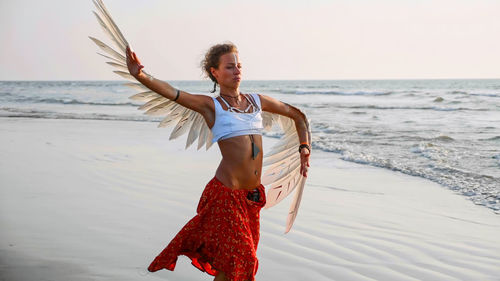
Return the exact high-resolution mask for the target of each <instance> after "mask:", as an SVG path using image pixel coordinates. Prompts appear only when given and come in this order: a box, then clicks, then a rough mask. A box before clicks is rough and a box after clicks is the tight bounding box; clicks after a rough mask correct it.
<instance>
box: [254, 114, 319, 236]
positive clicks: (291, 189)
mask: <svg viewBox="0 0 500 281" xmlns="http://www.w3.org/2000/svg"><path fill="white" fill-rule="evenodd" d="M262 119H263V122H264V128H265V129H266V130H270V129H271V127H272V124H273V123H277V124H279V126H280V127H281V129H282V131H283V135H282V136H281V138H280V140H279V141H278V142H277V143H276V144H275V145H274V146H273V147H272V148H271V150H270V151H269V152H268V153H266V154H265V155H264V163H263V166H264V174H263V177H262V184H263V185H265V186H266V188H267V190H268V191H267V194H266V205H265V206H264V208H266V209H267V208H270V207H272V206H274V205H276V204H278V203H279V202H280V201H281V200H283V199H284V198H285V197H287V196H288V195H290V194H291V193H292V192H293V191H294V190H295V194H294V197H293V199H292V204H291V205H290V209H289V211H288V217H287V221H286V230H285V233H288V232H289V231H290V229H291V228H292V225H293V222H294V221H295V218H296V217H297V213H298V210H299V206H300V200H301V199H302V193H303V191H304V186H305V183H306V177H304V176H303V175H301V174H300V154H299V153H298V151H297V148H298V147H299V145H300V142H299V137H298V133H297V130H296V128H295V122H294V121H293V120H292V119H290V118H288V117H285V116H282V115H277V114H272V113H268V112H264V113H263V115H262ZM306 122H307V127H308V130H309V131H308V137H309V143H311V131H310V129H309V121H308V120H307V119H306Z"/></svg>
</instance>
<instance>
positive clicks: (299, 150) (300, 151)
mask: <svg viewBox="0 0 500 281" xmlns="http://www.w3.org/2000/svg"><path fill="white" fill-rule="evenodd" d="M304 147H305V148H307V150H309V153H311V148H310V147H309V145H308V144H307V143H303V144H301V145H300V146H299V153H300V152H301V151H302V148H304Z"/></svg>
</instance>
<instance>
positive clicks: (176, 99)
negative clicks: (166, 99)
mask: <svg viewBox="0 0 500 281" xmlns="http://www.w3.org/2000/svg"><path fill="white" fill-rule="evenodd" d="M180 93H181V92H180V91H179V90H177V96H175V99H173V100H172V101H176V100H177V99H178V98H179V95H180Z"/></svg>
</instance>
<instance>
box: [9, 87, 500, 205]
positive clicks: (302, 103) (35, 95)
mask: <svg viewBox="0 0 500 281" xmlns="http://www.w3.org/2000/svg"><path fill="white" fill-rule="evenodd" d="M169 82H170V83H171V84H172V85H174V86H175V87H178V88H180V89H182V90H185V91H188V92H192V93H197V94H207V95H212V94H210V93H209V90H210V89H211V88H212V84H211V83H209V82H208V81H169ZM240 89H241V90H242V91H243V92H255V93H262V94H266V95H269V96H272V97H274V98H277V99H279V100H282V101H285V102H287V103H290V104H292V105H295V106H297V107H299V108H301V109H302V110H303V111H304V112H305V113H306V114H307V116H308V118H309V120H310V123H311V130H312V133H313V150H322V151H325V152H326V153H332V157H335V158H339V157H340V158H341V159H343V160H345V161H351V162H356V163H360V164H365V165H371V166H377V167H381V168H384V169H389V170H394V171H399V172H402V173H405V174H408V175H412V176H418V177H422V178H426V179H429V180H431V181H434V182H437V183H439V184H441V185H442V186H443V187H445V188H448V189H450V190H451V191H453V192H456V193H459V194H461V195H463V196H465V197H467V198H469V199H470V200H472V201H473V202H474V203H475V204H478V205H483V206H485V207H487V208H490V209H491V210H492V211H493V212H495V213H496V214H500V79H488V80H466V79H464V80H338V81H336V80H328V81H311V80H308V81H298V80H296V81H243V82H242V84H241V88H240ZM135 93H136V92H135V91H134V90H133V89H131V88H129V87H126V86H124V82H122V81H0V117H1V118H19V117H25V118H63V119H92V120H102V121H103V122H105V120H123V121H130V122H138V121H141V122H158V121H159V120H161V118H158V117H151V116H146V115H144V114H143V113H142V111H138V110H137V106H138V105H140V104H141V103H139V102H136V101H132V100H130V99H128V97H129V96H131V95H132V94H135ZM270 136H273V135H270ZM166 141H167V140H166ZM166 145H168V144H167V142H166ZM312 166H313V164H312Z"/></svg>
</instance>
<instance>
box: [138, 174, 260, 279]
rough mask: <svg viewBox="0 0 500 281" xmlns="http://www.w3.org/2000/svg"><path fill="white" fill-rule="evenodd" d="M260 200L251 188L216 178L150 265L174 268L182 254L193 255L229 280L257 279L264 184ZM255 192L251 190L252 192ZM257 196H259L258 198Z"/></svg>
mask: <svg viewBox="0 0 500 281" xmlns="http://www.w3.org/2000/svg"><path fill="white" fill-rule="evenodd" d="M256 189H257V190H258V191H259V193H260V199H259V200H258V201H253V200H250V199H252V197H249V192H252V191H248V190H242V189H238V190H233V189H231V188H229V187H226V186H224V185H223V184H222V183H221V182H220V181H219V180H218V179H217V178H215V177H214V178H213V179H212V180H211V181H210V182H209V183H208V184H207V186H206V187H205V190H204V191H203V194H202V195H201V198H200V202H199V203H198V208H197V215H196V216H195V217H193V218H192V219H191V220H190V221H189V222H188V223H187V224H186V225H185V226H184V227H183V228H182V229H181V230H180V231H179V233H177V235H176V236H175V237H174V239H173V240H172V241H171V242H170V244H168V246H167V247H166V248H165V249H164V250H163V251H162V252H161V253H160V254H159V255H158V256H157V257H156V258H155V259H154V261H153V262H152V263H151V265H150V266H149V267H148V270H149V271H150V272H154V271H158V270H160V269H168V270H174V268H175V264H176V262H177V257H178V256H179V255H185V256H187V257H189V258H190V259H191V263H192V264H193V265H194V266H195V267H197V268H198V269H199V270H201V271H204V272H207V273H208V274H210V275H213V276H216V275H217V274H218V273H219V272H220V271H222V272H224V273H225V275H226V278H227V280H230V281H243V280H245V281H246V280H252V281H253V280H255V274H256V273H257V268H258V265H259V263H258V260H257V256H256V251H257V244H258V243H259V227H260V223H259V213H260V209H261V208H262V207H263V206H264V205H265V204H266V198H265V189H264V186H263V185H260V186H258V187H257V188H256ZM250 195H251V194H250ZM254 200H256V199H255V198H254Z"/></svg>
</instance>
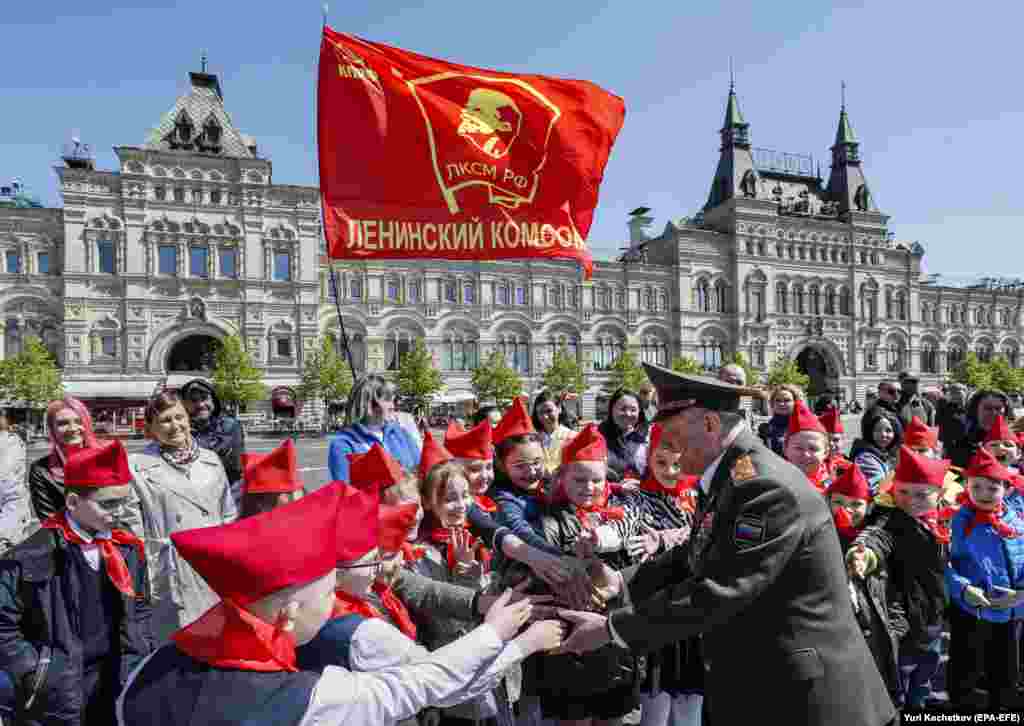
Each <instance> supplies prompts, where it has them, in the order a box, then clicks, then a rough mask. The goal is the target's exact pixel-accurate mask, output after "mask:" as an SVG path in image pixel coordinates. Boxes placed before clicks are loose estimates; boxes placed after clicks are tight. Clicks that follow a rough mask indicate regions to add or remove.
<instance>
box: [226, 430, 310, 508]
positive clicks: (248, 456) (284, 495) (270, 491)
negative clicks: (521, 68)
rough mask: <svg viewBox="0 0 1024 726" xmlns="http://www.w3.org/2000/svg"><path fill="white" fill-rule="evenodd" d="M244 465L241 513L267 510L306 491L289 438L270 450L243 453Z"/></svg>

### Prompt
A complete answer gives every line of the records holding "image".

### Task solution
Return the exact high-resolution mask for the target of each <instance> after "mask:", as an SVG path using image pixel coordinates. Prompts appear only when given and come in this order: a box, then clicks, then a rough mask. A box before clicks is rough and a box after clicks is the tight bounding box; clicks after a rough mask correct it.
Each <instance> supplies prompts, where it has them, in the order a box, then clicks, then a rough mask. The goal is the target's exact pixel-accurate mask, output after "mask:" as an SVG path in image pixel coordinates. Boxes placed before clicks are loose estimates; boxes placed after clicks are tight. Clicks that follow a rough mask indicate regions to add or remove.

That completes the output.